### Exercise brief
Take the line that contains "Target: black shorts" in the data below and each line after it, through the last, and repeat them unchanged.

### Point-per-instance localization data
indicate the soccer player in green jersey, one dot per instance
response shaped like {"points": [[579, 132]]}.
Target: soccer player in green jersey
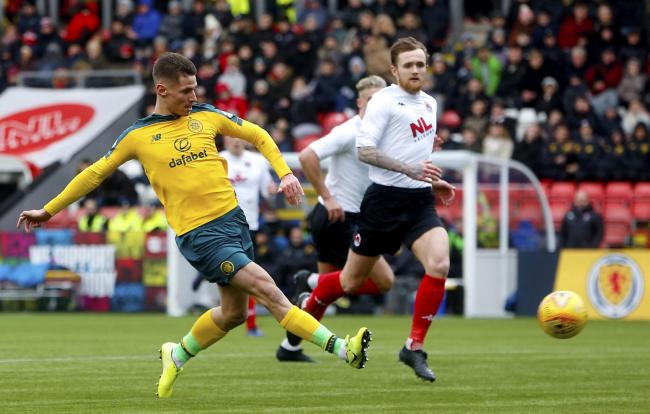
{"points": [[177, 149]]}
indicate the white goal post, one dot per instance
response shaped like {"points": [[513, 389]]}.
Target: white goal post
{"points": [[180, 274]]}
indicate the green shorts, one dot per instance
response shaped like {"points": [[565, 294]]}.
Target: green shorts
{"points": [[219, 248]]}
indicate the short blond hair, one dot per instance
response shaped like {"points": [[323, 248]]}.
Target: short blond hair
{"points": [[372, 81]]}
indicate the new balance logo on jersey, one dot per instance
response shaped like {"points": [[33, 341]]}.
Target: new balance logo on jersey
{"points": [[421, 127], [187, 158]]}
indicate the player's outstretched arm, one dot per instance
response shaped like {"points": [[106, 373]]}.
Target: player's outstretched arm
{"points": [[422, 171], [32, 219], [311, 166], [291, 188]]}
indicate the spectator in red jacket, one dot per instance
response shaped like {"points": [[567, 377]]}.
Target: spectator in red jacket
{"points": [[602, 79], [83, 24], [575, 26]]}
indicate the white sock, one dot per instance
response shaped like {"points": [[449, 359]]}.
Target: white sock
{"points": [[312, 280], [286, 345]]}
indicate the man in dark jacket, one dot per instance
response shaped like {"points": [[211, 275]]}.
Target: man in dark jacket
{"points": [[582, 227]]}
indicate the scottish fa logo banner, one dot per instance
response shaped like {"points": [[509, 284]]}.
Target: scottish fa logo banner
{"points": [[615, 286]]}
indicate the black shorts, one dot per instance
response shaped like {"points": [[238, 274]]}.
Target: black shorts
{"points": [[391, 216], [332, 240]]}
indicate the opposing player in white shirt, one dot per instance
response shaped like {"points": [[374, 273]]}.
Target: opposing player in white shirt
{"points": [[249, 174], [396, 139], [333, 219]]}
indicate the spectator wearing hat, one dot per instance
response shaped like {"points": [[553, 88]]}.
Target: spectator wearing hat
{"points": [[558, 160], [473, 92], [28, 18], [284, 36], [146, 22], [531, 83], [636, 113], [639, 152], [633, 82], [603, 79], [590, 155], [478, 117], [543, 26], [226, 101], [529, 149], [552, 53], [617, 157], [497, 44], [124, 12], [47, 35], [582, 226], [550, 98], [498, 142], [582, 111], [523, 25], [83, 24], [444, 82], [119, 47], [410, 25], [486, 67], [194, 21], [633, 44], [304, 58], [513, 73], [576, 25], [436, 15], [233, 77]]}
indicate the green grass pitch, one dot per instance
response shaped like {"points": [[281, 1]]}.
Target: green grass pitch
{"points": [[91, 363]]}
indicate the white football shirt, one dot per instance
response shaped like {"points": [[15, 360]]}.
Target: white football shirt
{"points": [[402, 126], [347, 177], [249, 174]]}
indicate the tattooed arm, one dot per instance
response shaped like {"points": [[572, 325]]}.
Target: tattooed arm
{"points": [[423, 171]]}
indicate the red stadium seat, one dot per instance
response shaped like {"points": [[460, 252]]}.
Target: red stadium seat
{"points": [[619, 189], [642, 191], [563, 191], [332, 119], [531, 212], [522, 193], [618, 193], [617, 214], [616, 234], [641, 210]]}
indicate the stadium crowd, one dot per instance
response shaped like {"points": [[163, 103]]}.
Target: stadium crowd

### Result for this task
Target: black shorts
{"points": [[391, 216], [332, 240]]}
indicate the opposing player in white shirt, one dot per instance
response shaped like {"points": [[374, 273]]}.
Target: opposing player in white shirt
{"points": [[249, 174], [396, 139], [333, 219]]}
indicate the spectator wearing hat, one dot per instance
response shaped like {"points": [[553, 88]]}.
Target: spectator wearing hat
{"points": [[558, 160], [473, 92], [28, 18], [284, 36], [146, 22], [531, 83], [636, 113], [639, 152], [633, 82], [603, 79], [590, 155], [478, 117], [543, 26], [226, 101], [529, 149], [552, 53], [617, 157], [497, 44], [124, 12], [47, 35], [582, 226], [550, 98], [498, 142], [582, 111], [523, 25], [83, 24], [444, 82], [119, 47], [410, 25], [486, 67], [194, 21], [633, 44], [304, 58], [513, 73], [576, 25], [436, 15], [233, 77]]}
indicate the green grass pitch, one dot per instance
response shaped like {"points": [[281, 1]]}.
Target: green grass pitch
{"points": [[91, 363]]}
indicate the white football shirt, one dot per instance
response shaped like {"points": [[15, 360]]}.
Target: white football shirt
{"points": [[402, 126], [347, 177], [249, 174]]}
indicate the tattooed arm, one dot per instance
response shaped like {"points": [[572, 325]]}.
Target: tattooed arm
{"points": [[423, 171]]}
indicate the red stadium seat, one dot per instance
response shaped like {"points": [[460, 252]]}.
Target: red stadium seat
{"points": [[619, 189], [642, 191], [563, 191], [332, 119], [531, 212], [522, 193], [618, 193], [617, 214], [616, 234], [641, 210]]}
indicate the stadium crowd, one dot per instance
response shaped like {"points": [[163, 103]]}.
Target: stadium crowd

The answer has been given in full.